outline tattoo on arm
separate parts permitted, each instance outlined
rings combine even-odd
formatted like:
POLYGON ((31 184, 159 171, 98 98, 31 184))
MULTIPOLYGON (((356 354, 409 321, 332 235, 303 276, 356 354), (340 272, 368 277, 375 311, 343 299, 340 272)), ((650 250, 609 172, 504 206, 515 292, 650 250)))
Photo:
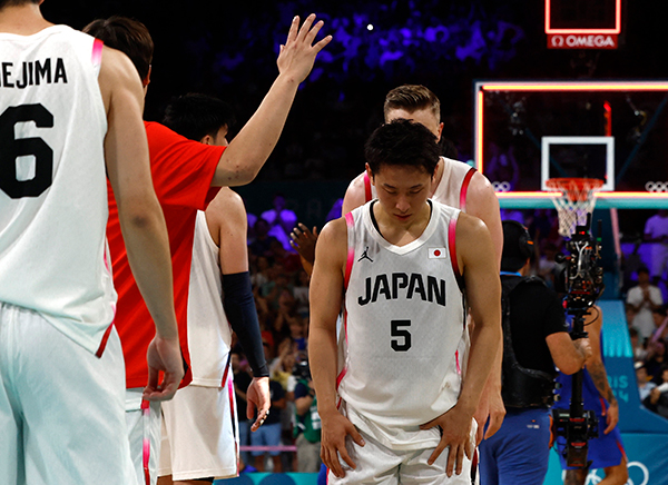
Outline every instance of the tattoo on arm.
POLYGON ((598 389, 599 394, 603 396, 609 404, 616 403, 617 399, 615 398, 615 394, 612 394, 612 388, 608 383, 608 375, 606 374, 606 368, 603 367, 603 364, 600 360, 593 362, 587 366, 587 370, 589 370, 591 380, 593 380, 593 385, 598 389))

----

» **Exercise prompt**: Lay out each line of the data above as a row in a Markdown table with the columns Row and Text. Row holds the row number and Text holds the line. Skip blank lines and leave the pictures out.

» **Response to this task**:
| Row | Text |
|---|---|
| 1 | outline tattoo on arm |
| 2 | separate parts permitted, each instance outlined |
| 3 | rings combine even-odd |
| 4 | formatted like: |
| 5 | POLYGON ((31 184, 159 171, 98 98, 31 184)) |
| 6 | MULTIPOLYGON (((356 354, 409 321, 332 235, 303 276, 356 354), (340 272, 368 277, 375 311, 343 299, 340 272)), ((650 250, 609 172, 504 206, 515 292, 650 250))) |
| 7 | Photo: |
| 8 | Outline every instance of the tattoo on arm. |
| 9 | POLYGON ((598 389, 599 394, 603 396, 609 404, 616 403, 617 399, 615 398, 615 394, 612 394, 612 388, 608 383, 608 375, 606 374, 606 368, 603 367, 603 364, 600 360, 593 362, 587 366, 587 370, 589 370, 591 380, 593 380, 593 385, 598 389)) |